— START TEXT TO READ —

Thank you for the report and feedback.
I've applied your patch on top of 8.0.20 and ran provided mtr test case but still not seeing any issues even after multiple attempts(rather mtr test case timing out no matter how big value set). Could you please provide exact cmake option used in your environment along with gcc version or any info which is missing? Thank you.

-
-- patch on top of 8.0.20 source

export LD_LIBRARY_PATH=/export/umesh/utils/gcc-9.2/lib64
export CC=/export/umesh/utils/gcc-9.2/bin/gcc
export CPP=/export/umesh/utils/gcc-9.2/bin/cpp
export CXX=/export/umesh/utils/gcc-9.2/bin/c++

rm -rf bld/
mkdir bld && cd bld
rm -rf CMakeCache.txt
/export/umesh/utils/cmake-3.14.4/bin/cmake ../mysql-8.0.20 \
-DBUILD_CONFIG=mysql_release                  \
-DCMAKE_INSTALL_PREFIX=$PWD                   \
-DWITH_BOOST=../mysql-8.0.20/boost                         \
-DCMAKE_BUILD_TYPE=debug -DWITH_UNIT_TESTS=OFF -DWITH_ROUTER=OFF

make -j 32
make install
cd mysql-test

./mtr rpl_gtid_create_gtid_gaps.test --mem --testcase-timeout=9999
Logging: ./mtr  rpl_gtid_create_gtid_gaps.test --mem --testcase-timeout=9999
MySQL Version 8.0.20
Checking supported features
 - Binaries are debug compiled
Using 'all' suites
Collecting tests
 - Adding combinations for rpl_gtid
Checking leftover processes
 - found old pid 15430 in 'mysqld.2.pid', killing it...

— END TEXT TO READ —
— START STORED DATA —

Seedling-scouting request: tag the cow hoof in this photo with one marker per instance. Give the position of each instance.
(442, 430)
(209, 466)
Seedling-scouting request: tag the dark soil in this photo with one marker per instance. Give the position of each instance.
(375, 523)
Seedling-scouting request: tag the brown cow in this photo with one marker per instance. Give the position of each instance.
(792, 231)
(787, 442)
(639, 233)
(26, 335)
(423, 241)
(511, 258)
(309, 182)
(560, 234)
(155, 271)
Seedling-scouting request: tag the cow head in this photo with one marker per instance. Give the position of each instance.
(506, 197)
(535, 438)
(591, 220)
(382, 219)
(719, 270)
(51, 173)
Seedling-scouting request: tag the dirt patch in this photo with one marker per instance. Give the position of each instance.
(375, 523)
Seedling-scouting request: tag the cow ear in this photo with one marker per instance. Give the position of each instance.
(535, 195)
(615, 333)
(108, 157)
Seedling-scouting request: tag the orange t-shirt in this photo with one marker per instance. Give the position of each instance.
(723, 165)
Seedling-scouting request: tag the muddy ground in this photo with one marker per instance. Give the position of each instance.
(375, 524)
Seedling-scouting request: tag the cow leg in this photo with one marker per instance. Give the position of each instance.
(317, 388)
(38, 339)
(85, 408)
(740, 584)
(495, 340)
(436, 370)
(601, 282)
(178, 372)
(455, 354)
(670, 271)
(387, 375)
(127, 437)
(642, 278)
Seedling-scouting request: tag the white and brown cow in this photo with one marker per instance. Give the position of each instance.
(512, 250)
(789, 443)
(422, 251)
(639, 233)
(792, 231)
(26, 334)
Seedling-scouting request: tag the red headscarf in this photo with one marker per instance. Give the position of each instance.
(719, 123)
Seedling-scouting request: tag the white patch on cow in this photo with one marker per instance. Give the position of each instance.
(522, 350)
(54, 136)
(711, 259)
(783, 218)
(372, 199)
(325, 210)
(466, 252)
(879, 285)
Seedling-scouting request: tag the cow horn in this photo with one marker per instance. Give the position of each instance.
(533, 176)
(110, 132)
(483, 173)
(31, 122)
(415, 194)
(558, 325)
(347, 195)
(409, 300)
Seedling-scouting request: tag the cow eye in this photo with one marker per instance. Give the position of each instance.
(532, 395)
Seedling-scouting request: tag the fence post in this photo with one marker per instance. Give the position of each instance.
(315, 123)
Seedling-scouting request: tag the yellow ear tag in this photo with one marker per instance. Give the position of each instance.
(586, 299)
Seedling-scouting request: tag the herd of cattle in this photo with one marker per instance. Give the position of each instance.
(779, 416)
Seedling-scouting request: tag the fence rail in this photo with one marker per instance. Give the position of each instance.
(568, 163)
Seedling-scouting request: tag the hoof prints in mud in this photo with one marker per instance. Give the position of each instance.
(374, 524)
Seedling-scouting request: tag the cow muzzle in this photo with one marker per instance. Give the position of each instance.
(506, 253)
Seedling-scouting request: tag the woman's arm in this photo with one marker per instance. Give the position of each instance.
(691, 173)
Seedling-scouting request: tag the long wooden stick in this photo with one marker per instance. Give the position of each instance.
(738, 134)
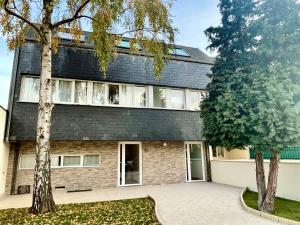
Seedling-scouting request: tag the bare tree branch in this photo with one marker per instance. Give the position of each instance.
(74, 17)
(11, 12)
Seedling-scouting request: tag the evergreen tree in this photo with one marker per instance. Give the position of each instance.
(148, 22)
(254, 94)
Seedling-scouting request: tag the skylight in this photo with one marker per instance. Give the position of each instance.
(126, 44)
(179, 52)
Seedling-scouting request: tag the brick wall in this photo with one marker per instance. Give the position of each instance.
(160, 164)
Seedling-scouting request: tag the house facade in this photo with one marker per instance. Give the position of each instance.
(119, 129)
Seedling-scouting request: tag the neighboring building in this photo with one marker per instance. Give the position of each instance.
(125, 128)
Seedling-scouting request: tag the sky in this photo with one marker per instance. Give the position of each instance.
(191, 18)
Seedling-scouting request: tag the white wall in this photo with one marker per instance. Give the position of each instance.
(4, 150)
(242, 174)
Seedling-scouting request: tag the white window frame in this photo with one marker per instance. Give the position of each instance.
(187, 159)
(62, 161)
(148, 88)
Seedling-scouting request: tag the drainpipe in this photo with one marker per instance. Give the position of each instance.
(207, 162)
(13, 190)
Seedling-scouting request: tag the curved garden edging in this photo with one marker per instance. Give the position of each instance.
(265, 215)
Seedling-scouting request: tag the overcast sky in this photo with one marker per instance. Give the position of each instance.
(191, 17)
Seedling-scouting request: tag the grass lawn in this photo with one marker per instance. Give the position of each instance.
(283, 207)
(133, 211)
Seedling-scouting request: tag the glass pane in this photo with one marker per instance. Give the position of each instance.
(196, 162)
(195, 100)
(179, 52)
(159, 97)
(140, 96)
(113, 94)
(27, 161)
(65, 91)
(55, 160)
(30, 89)
(132, 164)
(128, 95)
(71, 161)
(98, 93)
(80, 92)
(176, 99)
(91, 160)
(220, 152)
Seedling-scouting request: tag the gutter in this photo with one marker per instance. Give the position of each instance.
(12, 91)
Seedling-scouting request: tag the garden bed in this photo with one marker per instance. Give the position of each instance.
(133, 211)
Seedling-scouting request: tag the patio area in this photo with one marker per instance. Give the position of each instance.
(176, 204)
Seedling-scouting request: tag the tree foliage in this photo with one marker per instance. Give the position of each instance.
(254, 93)
(148, 23)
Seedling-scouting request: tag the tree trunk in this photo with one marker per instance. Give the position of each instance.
(260, 178)
(268, 203)
(42, 201)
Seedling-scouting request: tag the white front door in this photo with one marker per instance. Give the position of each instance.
(194, 161)
(130, 163)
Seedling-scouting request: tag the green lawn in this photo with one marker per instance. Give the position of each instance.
(135, 211)
(283, 207)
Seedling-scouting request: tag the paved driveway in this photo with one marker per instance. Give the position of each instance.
(177, 204)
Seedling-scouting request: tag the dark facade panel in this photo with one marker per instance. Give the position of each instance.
(71, 122)
(80, 63)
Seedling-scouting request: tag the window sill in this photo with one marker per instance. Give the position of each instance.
(116, 106)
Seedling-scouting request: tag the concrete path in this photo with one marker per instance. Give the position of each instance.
(177, 204)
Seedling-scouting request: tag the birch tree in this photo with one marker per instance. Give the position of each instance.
(254, 93)
(149, 24)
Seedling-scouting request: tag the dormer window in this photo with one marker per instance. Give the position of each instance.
(67, 36)
(179, 52)
(126, 44)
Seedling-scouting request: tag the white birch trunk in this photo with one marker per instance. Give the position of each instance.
(42, 201)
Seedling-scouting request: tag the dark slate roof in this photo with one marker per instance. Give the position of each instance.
(81, 63)
(73, 122)
(196, 55)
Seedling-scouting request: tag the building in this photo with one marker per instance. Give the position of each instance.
(125, 128)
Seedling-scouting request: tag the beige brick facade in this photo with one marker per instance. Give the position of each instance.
(161, 164)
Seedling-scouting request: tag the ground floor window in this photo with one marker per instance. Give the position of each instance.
(27, 161)
(195, 169)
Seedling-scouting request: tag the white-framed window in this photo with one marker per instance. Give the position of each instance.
(113, 94)
(82, 92)
(159, 97)
(30, 87)
(133, 95)
(98, 93)
(218, 152)
(27, 161)
(175, 98)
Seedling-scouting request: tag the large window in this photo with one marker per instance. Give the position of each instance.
(176, 99)
(64, 91)
(80, 92)
(27, 161)
(67, 91)
(98, 93)
(113, 94)
(134, 95)
(30, 89)
(159, 97)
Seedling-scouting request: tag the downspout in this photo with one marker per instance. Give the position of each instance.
(207, 162)
(13, 190)
(12, 92)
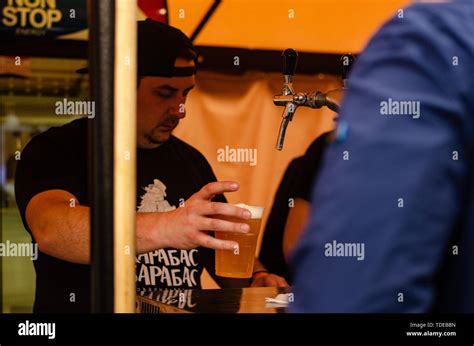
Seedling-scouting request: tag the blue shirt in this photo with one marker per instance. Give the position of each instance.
(392, 218)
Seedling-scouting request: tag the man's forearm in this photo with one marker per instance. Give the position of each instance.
(68, 237)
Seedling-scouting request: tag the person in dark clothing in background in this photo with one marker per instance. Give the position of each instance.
(290, 208)
(177, 191)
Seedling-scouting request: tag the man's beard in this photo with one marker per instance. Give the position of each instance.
(169, 122)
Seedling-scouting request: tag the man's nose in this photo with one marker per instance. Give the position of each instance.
(179, 109)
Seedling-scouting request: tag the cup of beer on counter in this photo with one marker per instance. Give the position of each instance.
(239, 263)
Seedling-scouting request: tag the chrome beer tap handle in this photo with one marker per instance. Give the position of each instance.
(316, 99)
(286, 98)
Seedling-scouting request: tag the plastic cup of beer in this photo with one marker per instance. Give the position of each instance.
(238, 263)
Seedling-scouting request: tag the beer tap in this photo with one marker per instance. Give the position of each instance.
(316, 99)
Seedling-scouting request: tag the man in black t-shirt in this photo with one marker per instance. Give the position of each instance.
(177, 192)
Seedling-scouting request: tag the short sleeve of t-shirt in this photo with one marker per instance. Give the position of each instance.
(49, 163)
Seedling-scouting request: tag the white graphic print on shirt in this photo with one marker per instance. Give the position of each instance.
(164, 267)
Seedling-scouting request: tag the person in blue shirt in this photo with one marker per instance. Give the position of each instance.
(392, 221)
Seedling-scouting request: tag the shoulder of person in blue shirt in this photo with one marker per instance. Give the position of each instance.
(392, 219)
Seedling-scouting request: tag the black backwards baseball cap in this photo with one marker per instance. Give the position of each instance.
(158, 47)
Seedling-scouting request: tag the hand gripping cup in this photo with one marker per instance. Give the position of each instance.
(239, 263)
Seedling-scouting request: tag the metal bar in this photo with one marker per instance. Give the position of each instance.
(101, 139)
(205, 19)
(125, 154)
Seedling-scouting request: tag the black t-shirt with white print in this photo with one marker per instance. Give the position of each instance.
(166, 177)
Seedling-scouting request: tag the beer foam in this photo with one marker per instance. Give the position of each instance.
(256, 212)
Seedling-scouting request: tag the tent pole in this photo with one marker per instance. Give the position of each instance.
(125, 154)
(205, 19)
(101, 151)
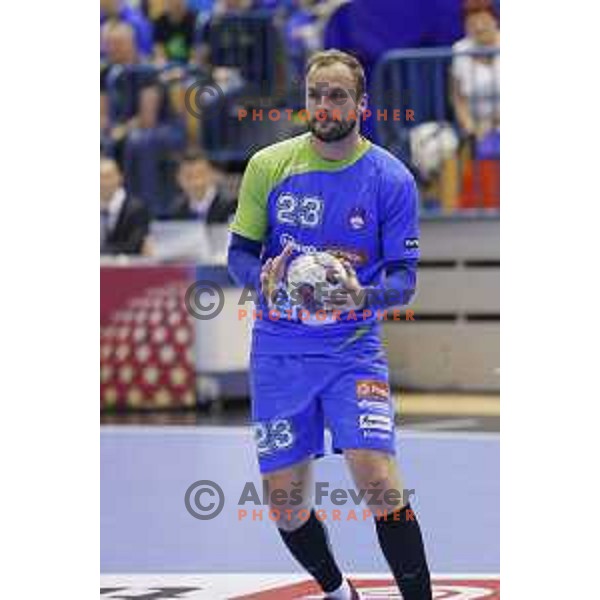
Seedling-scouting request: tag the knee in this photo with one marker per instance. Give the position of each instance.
(289, 501)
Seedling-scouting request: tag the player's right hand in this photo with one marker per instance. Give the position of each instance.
(272, 273)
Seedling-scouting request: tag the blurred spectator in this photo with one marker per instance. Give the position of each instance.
(124, 221)
(475, 82)
(202, 197)
(174, 33)
(118, 40)
(222, 8)
(151, 141)
(119, 11)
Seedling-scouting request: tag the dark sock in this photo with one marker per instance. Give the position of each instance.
(310, 547)
(402, 545)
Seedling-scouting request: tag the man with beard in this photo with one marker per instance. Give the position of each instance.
(330, 190)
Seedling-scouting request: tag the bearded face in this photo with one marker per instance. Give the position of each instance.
(332, 102)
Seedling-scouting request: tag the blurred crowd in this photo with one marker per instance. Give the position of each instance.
(154, 164)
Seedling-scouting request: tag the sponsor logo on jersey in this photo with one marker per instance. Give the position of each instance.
(357, 219)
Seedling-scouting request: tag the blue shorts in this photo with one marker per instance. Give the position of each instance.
(294, 397)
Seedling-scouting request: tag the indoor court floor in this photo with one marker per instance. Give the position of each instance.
(152, 547)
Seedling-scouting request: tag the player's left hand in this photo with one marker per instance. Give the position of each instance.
(272, 273)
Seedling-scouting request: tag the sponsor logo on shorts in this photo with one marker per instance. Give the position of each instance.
(381, 422)
(370, 388)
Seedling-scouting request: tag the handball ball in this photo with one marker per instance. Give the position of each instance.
(311, 278)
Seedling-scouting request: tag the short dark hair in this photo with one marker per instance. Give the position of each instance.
(327, 58)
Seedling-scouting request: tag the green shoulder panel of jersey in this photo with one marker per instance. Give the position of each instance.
(270, 166)
(265, 169)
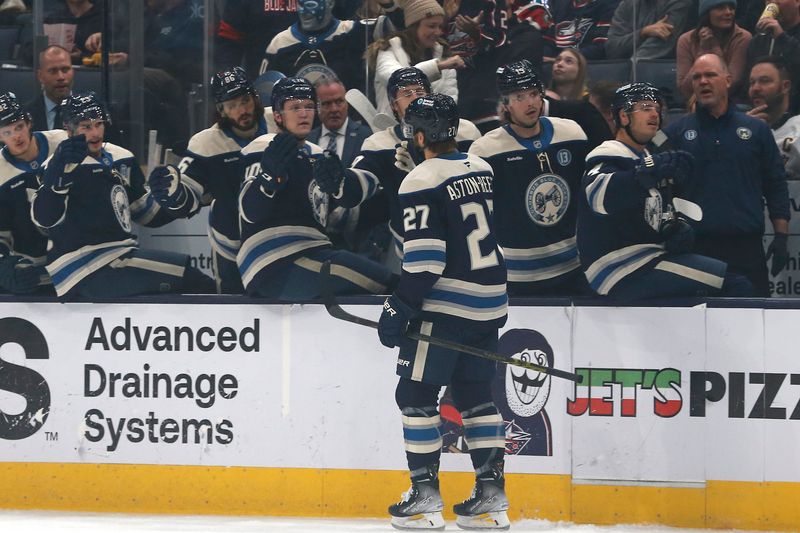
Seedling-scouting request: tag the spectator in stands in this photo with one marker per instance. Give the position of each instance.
(337, 132)
(569, 77)
(56, 76)
(476, 31)
(283, 211)
(248, 26)
(90, 192)
(737, 167)
(318, 42)
(86, 19)
(716, 33)
(652, 34)
(580, 24)
(23, 248)
(770, 87)
(632, 246)
(601, 95)
(419, 45)
(780, 37)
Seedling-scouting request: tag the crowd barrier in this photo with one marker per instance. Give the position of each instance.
(688, 415)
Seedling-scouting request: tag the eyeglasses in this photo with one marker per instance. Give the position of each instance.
(410, 93)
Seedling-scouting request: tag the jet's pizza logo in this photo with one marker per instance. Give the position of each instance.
(595, 394)
(22, 380)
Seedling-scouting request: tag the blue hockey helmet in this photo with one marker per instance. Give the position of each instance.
(291, 89)
(83, 106)
(435, 115)
(10, 110)
(314, 15)
(403, 78)
(629, 94)
(229, 84)
(518, 76)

— END STORED DATA —

→ GIVEN EXERCISE A:
Summarize the MySQL bug reply in two sentences.
→ GIVEN EXERCISE B:
Express the listing as a Markdown table with the columns Row and Line, leaving out blank lines. Begin at the line of the listing that contains "Seedling-scouting request: tag the spectator" and stop after the last line of the listing.
The listing above has no connection to the MySQL bug reply.

→ TASK ANSWER A:
After applying the patch on top of MySQL 8.0.20 and running the provided mtr test case several times, the responder still sees no issues, only a test case that times out no matter how large a value is set, and asks for the exact cmake options, the gcc version, or any other missing information. The reply then shows the build steps used, with gcc 9.2 and a cmake 3.14.4 debug build, followed by the start of an mtr run of rpl_gtid_create_gtid_gaps.test.

→ TASK ANSWER B:
| Row | Line |
|---|---|
| 1 | Seedling-scouting request: tag the spectator in stands in this photo with one marker per instance. Give the position of each instance. |
| 2 | (337, 132) |
| 3 | (569, 77) |
| 4 | (56, 76) |
| 5 | (476, 31) |
| 6 | (283, 211) |
| 7 | (248, 26) |
| 8 | (90, 192) |
| 9 | (737, 167) |
| 10 | (318, 42) |
| 11 | (86, 19) |
| 12 | (716, 33) |
| 13 | (652, 34) |
| 14 | (580, 24) |
| 15 | (23, 248) |
| 16 | (770, 87) |
| 17 | (632, 246) |
| 18 | (601, 95) |
| 19 | (419, 45) |
| 20 | (780, 37) |
| 21 | Seedling-scouting request: tag the crowd barrier in this photo with one marker per instance. Give the position of each instance. |
| 22 | (688, 415) |
| 23 | Seedling-scouting request: tag the eyeglasses in this photo with one marker per instance. Give the position of each instance. |
| 24 | (410, 93) |
| 25 | Seedling-scouting request: tag the jet's pizza logo in this photo with one marker per instance. Give the position of each instance. |
| 26 | (595, 394) |
| 27 | (22, 380) |
| 28 | Seedling-scouting request: tag the blue hockey helmet in this photo with one marker per instance. Give the position of each instance. |
| 29 | (291, 89) |
| 30 | (83, 106) |
| 31 | (435, 115) |
| 32 | (10, 110) |
| 33 | (314, 15) |
| 34 | (403, 78) |
| 35 | (629, 94) |
| 36 | (229, 84) |
| 37 | (518, 76) |